DESCRIPTION OF THE TASK: For this exercise, please find the lines in the entries that include the word "queried" and copy them.

+++ DATA SUPPLIED +++

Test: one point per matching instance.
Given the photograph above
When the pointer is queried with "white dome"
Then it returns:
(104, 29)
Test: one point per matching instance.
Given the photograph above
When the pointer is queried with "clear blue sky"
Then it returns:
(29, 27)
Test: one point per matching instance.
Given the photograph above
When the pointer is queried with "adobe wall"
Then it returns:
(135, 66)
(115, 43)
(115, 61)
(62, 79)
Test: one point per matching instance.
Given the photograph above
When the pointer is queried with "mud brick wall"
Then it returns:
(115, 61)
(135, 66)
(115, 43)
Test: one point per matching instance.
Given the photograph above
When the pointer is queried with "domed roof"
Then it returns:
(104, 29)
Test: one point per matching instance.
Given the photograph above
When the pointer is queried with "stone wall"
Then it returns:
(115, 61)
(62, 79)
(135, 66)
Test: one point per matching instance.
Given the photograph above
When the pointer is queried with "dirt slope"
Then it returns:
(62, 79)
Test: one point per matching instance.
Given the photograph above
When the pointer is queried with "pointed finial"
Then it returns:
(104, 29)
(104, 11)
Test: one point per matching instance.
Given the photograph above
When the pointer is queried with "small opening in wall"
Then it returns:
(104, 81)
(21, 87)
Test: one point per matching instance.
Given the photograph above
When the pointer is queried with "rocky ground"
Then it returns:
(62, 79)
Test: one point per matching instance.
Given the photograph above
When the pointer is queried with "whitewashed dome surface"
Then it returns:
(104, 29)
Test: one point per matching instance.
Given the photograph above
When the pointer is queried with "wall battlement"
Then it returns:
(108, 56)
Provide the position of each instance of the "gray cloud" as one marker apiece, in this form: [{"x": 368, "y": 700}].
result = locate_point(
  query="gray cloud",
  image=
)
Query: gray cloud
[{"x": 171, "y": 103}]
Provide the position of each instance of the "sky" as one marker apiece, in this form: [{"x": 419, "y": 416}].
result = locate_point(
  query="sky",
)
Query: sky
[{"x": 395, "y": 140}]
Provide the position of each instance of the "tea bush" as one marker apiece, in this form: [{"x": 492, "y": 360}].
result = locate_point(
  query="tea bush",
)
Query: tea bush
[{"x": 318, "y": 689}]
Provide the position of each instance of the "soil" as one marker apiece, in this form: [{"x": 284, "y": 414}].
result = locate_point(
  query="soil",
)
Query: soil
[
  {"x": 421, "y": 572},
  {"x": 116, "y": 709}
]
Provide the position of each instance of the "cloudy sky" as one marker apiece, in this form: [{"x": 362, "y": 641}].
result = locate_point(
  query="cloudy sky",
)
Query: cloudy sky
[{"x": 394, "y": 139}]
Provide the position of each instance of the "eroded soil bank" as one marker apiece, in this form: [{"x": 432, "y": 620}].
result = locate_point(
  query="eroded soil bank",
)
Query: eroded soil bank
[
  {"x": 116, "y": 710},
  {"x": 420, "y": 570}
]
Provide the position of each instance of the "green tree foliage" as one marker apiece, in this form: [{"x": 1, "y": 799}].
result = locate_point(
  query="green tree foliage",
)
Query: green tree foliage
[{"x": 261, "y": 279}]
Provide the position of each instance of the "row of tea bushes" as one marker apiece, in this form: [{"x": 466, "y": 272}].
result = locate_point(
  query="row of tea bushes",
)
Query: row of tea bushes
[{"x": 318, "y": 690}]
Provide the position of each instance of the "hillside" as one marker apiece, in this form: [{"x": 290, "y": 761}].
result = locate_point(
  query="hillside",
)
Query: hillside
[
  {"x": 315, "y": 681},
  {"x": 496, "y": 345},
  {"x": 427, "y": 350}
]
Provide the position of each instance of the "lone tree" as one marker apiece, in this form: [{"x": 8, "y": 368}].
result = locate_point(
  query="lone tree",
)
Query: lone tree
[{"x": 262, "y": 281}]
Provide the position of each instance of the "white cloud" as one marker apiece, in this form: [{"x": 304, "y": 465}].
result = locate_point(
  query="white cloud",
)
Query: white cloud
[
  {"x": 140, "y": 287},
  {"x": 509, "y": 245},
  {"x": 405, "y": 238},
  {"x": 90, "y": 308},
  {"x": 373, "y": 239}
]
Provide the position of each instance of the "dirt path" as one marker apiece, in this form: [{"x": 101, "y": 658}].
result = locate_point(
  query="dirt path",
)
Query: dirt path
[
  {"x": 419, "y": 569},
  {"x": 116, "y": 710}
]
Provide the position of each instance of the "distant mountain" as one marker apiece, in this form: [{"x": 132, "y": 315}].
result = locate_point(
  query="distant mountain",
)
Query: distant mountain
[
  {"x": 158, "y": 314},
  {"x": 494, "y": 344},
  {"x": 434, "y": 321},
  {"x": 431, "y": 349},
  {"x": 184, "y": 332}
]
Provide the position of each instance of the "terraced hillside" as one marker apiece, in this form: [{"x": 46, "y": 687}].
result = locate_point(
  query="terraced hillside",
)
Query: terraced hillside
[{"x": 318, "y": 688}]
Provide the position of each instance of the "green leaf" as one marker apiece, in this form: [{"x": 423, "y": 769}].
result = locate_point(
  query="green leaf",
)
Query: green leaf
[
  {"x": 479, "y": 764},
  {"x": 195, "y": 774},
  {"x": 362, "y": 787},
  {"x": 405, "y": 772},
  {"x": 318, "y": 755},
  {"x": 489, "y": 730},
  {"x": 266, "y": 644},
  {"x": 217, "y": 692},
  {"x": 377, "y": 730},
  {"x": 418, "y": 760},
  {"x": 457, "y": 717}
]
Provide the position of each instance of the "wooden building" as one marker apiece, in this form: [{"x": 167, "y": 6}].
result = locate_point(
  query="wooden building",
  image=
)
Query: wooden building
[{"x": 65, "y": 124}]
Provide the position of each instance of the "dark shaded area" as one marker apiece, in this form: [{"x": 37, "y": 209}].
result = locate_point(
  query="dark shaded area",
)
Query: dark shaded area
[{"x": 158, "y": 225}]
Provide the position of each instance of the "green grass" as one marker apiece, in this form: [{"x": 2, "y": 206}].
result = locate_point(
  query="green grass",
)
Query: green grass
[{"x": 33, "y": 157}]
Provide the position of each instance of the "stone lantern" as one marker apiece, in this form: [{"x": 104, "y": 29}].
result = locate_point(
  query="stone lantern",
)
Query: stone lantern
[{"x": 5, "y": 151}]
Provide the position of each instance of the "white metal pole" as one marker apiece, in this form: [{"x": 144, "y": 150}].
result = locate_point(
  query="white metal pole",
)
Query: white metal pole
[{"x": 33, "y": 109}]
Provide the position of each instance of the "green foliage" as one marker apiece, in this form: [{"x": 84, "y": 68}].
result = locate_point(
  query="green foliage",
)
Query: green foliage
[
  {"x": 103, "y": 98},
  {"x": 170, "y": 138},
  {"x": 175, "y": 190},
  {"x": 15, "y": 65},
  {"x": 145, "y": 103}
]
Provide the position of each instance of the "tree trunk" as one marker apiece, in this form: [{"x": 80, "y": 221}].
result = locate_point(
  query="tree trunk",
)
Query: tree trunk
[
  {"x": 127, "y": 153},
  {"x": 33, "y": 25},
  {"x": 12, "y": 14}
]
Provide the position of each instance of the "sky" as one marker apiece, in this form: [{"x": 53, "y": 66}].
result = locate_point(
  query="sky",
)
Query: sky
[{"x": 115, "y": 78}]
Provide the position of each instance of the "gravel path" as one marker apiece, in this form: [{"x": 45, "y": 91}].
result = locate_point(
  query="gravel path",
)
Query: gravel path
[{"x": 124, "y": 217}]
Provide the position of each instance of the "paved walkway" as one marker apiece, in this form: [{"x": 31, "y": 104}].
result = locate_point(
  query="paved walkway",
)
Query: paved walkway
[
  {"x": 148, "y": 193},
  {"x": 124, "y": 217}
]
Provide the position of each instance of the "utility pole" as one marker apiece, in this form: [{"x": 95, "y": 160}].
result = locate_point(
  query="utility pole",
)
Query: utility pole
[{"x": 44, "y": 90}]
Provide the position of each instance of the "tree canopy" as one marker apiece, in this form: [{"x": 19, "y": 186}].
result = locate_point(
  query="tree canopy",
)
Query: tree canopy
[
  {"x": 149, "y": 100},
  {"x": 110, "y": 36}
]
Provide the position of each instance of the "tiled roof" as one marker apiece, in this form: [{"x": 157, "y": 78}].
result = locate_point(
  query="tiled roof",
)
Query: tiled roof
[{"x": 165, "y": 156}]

+++

EXPECTED ANSWER:
When the pointer is queried with "white dome"
When the pointer is queried with "clear blue sky"
When the pointer is queried with "adobe wall"
When the pointer is queried with "mud brick wall"
When the pointer is queried with "domed roof"
When the pointer is queried with "stone wall"
When the pointer is queried with "dirt slope"
When the pointer is queried with "pointed finial"
When the pointer is queried with "small opening in wall"
When the pointer is queried with "rocky ground"
When the pointer is queried with "whitewashed dome surface"
When the pointer is queried with "wall battlement"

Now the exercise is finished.